# Start of EXTRACTED RECORDS
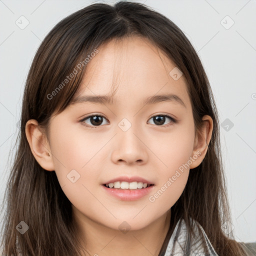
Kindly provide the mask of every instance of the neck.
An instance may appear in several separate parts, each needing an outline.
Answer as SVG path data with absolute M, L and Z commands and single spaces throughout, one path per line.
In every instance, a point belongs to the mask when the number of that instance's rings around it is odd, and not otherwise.
M 86 255 L 88 256 L 158 256 L 170 220 L 170 209 L 143 228 L 123 233 L 84 218 L 84 216 L 82 218 L 78 216 L 80 213 L 74 214 L 80 230 L 79 240 L 84 248 L 82 252 L 88 252 Z

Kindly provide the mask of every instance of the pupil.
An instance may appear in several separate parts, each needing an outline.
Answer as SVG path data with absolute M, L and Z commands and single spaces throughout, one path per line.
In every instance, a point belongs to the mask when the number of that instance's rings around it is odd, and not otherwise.
M 98 122 L 98 120 L 100 120 L 100 124 Z M 100 122 L 102 122 L 102 118 L 101 116 L 95 116 L 93 118 L 90 118 L 90 122 L 92 124 L 94 125 L 98 126 L 100 124 Z
M 156 121 L 156 124 L 164 124 L 164 122 L 166 120 L 166 117 L 158 116 L 156 116 L 154 117 L 154 120 Z

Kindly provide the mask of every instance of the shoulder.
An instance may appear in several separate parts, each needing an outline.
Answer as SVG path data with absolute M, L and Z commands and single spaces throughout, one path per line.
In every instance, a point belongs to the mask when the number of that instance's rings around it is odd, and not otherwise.
M 179 220 L 169 240 L 164 256 L 178 255 L 218 256 L 204 228 L 190 219 L 192 231 L 190 236 L 184 220 Z

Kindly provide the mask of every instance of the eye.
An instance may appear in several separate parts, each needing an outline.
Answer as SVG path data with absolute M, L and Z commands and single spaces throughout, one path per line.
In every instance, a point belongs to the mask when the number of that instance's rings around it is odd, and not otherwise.
M 94 114 L 92 116 L 87 116 L 86 118 L 84 118 L 80 122 L 82 123 L 82 124 L 90 128 L 96 128 L 96 127 L 94 127 L 93 126 L 100 126 L 102 122 L 103 118 L 106 120 L 106 118 L 101 114 Z M 87 120 L 88 120 L 88 121 L 90 122 L 92 124 L 92 126 L 86 124 L 86 123 L 84 122 L 84 121 Z M 108 121 L 108 122 L 107 122 L 107 124 L 109 122 Z
M 162 124 L 166 122 L 166 118 L 171 120 L 170 124 L 168 126 L 162 126 Z M 177 122 L 176 120 L 172 118 L 171 118 L 170 116 L 167 114 L 158 114 L 157 116 L 154 116 L 152 117 L 150 119 L 152 118 L 153 118 L 153 122 L 154 122 L 155 124 L 156 124 L 158 126 L 168 126 L 172 125 L 172 124 L 175 124 Z
M 166 118 L 170 120 L 171 122 L 170 124 L 168 124 L 168 126 L 163 126 L 166 122 Z M 174 119 L 174 118 L 170 117 L 170 116 L 167 114 L 158 114 L 157 116 L 155 116 L 150 118 L 150 120 L 153 118 L 154 122 L 158 126 L 168 126 L 172 125 L 172 124 L 175 124 L 178 121 Z M 87 116 L 84 119 L 82 119 L 80 120 L 80 122 L 82 123 L 82 124 L 87 127 L 90 128 L 96 128 L 97 126 L 100 126 L 100 124 L 102 124 L 104 120 L 107 120 L 106 124 L 109 124 L 109 121 L 104 117 L 101 114 L 94 114 L 92 116 Z M 85 121 L 88 121 L 90 122 L 90 124 L 88 124 L 87 122 L 86 122 Z M 106 124 L 106 123 L 103 124 Z

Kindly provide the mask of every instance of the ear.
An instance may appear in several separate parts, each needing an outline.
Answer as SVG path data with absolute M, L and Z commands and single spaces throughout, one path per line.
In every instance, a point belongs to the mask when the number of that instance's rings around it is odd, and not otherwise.
M 197 132 L 194 139 L 194 148 L 191 156 L 194 160 L 192 161 L 190 169 L 197 167 L 201 164 L 206 156 L 208 145 L 212 138 L 214 128 L 212 119 L 210 116 L 205 115 L 202 117 L 202 127 L 201 130 Z M 196 159 L 196 156 L 197 156 Z
M 31 152 L 38 163 L 46 170 L 54 170 L 48 140 L 36 120 L 30 119 L 26 122 L 26 134 Z

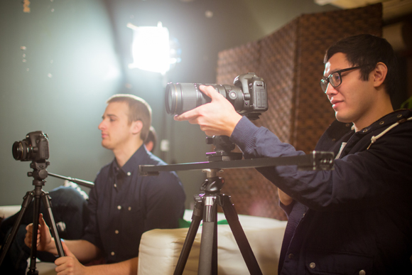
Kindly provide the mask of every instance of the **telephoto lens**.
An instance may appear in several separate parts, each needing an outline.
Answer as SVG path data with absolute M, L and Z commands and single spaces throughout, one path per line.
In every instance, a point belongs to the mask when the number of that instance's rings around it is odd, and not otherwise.
M 202 83 L 168 83 L 166 91 L 166 108 L 169 114 L 180 114 L 210 102 L 200 90 L 200 85 L 212 86 L 233 105 L 236 112 L 250 119 L 257 119 L 268 109 L 266 86 L 254 72 L 238 75 L 234 85 Z
M 166 86 L 166 112 L 180 114 L 210 102 L 210 97 L 199 90 L 198 83 L 169 83 Z

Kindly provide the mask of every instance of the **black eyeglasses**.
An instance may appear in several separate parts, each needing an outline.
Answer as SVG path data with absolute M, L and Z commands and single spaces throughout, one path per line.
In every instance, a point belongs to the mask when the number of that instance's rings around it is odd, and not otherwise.
M 363 65 L 362 66 L 356 66 L 352 68 L 348 68 L 347 69 L 343 69 L 337 70 L 335 72 L 331 73 L 327 77 L 323 77 L 320 80 L 320 87 L 322 87 L 322 90 L 324 92 L 326 92 L 326 89 L 327 89 L 327 84 L 330 83 L 332 87 L 336 88 L 337 86 L 340 85 L 342 83 L 342 75 L 341 73 L 344 72 L 347 72 L 349 70 L 359 69 L 361 67 L 366 66 L 366 65 Z

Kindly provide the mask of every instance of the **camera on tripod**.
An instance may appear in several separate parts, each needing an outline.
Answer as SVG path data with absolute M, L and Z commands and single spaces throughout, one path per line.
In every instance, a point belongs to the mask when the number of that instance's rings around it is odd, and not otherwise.
M 237 113 L 251 120 L 268 109 L 266 85 L 254 72 L 238 75 L 229 85 L 202 83 L 168 83 L 166 86 L 166 107 L 169 114 L 180 114 L 210 102 L 209 97 L 199 90 L 199 86 L 212 86 L 233 105 Z
M 48 137 L 42 131 L 30 132 L 25 139 L 13 144 L 12 151 L 16 161 L 43 162 L 49 158 Z

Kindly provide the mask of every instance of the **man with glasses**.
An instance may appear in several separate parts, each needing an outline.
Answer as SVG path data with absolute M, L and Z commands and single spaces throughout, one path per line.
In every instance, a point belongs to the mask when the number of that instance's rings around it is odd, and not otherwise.
M 315 150 L 335 170 L 258 168 L 278 187 L 288 216 L 278 274 L 412 274 L 412 111 L 394 112 L 396 59 L 371 35 L 345 38 L 325 56 L 320 86 L 337 120 Z M 237 114 L 212 87 L 212 102 L 175 117 L 207 135 L 226 135 L 246 158 L 303 154 Z

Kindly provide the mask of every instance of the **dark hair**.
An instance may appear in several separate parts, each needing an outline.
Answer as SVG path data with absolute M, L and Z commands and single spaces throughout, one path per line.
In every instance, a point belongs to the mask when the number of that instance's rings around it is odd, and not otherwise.
M 140 138 L 144 141 L 149 131 L 151 124 L 151 108 L 141 97 L 134 95 L 117 94 L 107 99 L 107 103 L 126 102 L 129 105 L 129 124 L 140 120 L 143 127 L 140 132 Z
M 147 137 L 146 138 L 146 140 L 144 141 L 144 144 L 147 144 L 149 141 L 153 142 L 153 148 L 151 150 L 151 152 L 153 152 L 156 146 L 156 143 L 157 143 L 157 135 L 156 135 L 156 131 L 154 129 L 154 127 L 153 126 L 150 126 L 150 129 L 148 131 L 148 134 L 147 134 Z
M 346 55 L 346 59 L 352 66 L 360 68 L 361 79 L 367 80 L 369 72 L 379 62 L 388 68 L 384 81 L 386 92 L 392 96 L 398 90 L 398 62 L 394 49 L 385 39 L 370 34 L 359 34 L 345 38 L 330 46 L 325 55 L 324 63 L 335 53 Z

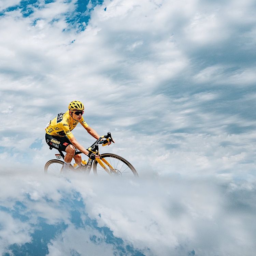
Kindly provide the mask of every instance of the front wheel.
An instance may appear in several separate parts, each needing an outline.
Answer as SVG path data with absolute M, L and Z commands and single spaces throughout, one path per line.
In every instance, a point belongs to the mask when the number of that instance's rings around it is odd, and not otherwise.
M 122 177 L 138 176 L 135 168 L 127 160 L 122 156 L 110 153 L 100 155 L 101 165 L 95 160 L 93 165 L 94 174 L 105 176 L 108 174 Z
M 59 175 L 62 172 L 64 162 L 61 160 L 49 160 L 44 166 L 44 173 L 54 175 Z

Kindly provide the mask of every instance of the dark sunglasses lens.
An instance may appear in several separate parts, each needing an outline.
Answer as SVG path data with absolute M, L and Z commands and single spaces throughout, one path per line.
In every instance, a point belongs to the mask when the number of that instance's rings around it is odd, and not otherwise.
M 80 114 L 81 114 L 81 115 L 83 115 L 83 114 L 84 113 L 84 111 L 76 111 L 75 112 L 75 114 L 76 115 L 77 115 L 78 116 Z

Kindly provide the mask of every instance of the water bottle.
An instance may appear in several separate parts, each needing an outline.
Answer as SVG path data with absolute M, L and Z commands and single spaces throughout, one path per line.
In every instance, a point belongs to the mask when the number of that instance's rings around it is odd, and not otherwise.
M 77 165 L 77 163 L 74 163 L 73 165 L 73 167 L 75 170 L 77 169 L 78 167 L 79 167 L 79 166 Z

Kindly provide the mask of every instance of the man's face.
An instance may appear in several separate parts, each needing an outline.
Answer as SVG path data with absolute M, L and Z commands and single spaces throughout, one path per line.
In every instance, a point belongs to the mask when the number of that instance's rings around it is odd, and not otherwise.
M 84 111 L 71 111 L 71 116 L 76 121 L 80 121 L 82 118 L 82 115 L 84 113 Z

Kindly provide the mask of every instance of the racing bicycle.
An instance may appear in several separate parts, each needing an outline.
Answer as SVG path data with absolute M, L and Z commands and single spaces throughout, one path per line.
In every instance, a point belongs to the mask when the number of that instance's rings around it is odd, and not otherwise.
M 100 159 L 96 158 L 93 160 L 89 157 L 86 164 L 83 166 L 81 166 L 78 171 L 70 164 L 70 170 L 82 172 L 88 175 L 92 167 L 93 173 L 96 175 L 108 174 L 111 176 L 124 177 L 138 176 L 139 175 L 135 168 L 130 163 L 122 156 L 111 153 L 105 153 L 100 155 L 99 145 L 105 146 L 109 142 L 112 141 L 110 132 L 108 132 L 106 135 L 101 136 L 87 149 L 89 152 L 99 155 Z M 50 150 L 52 148 L 52 147 L 50 147 Z M 60 159 L 62 158 L 64 159 L 65 155 L 62 151 L 59 150 L 58 150 L 58 151 L 59 154 L 55 154 L 57 159 L 49 160 L 45 164 L 45 173 L 58 175 L 62 173 L 64 162 Z M 80 151 L 78 153 L 82 153 Z

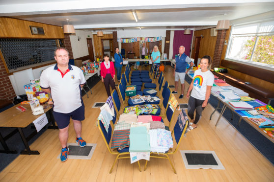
# End of EXTRACTED RECORDS
* PROBLEM STATEMENT *
Quote the lines above, from the line containing "Kindly provide the mask of every instance of the water" through the line containing "M 84 111 L 71", including both of those lines.

* THE SOLUTION *
Kindly provide the mask of every instance of the water bottle.
An instance may appear in several separate parts, each needing an outline.
Answer as SVG path data with absolute M, L and Z commands and single spaces throughout, one path per line.
In every instance, a point belongs to the mask when the number of that instance's rings around it is odd, and not otherwise.
M 77 165 L 77 163 L 74 163 L 73 165 L 73 167 L 75 170 L 77 169 L 78 167 L 79 167 L 79 166 Z

Kindly provide the mask of every instance of the man's face.
An instance may appear in several separate parts, each needing an outline.
Answer as SVG path data with absolute M, L and Z commands and single spaces throughout, one path per line.
In every instance, a point belongs to the mask when the number of that instance's rings around it is odd, and not otherwise.
M 84 111 L 71 111 L 71 116 L 76 121 L 80 121 L 82 118 L 82 115 L 84 113 Z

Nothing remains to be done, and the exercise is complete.